◆ Instructions to follow ◆
Reproduce the records that follow in full, excluding any picture they contain.

***** Entries provided

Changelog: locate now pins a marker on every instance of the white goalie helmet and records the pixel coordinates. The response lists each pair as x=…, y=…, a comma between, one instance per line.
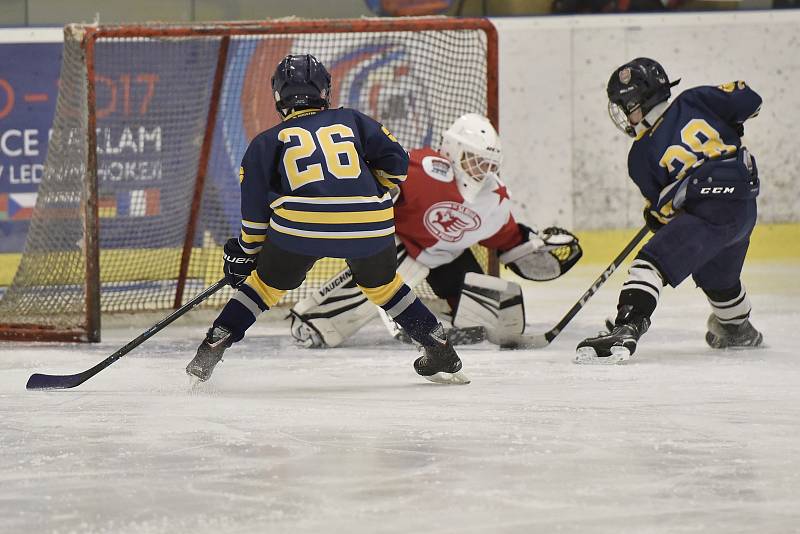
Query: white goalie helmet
x=473, y=147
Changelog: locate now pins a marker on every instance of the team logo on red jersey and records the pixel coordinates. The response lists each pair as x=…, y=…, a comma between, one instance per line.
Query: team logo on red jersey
x=449, y=220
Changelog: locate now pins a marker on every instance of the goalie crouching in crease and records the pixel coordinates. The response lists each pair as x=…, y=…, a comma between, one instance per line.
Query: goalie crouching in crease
x=452, y=199
x=316, y=185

**********

◆ Written response ◆
Changelog: locate now pins a marker on every instance of the white goalie helmet and records the pixel coordinates. The response lists each pair as x=…, y=…, a comma between, one instance per line.
Query: white goalie helmet
x=473, y=147
Changelog: locate now pins a marker on every instance of the team logo on red jersey and records the pixel coordinates. The response lists each pair as x=…, y=…, a comma between, one instance per line.
Query: team logo on red jersey
x=449, y=220
Changelog: locate now pins a marker on every instance of the goalie crouching in crease and records the pixel coordinates. The response lists each pair as x=…, y=…, a comma between, one instance per line.
Query: goalie crouching in crease
x=452, y=199
x=316, y=185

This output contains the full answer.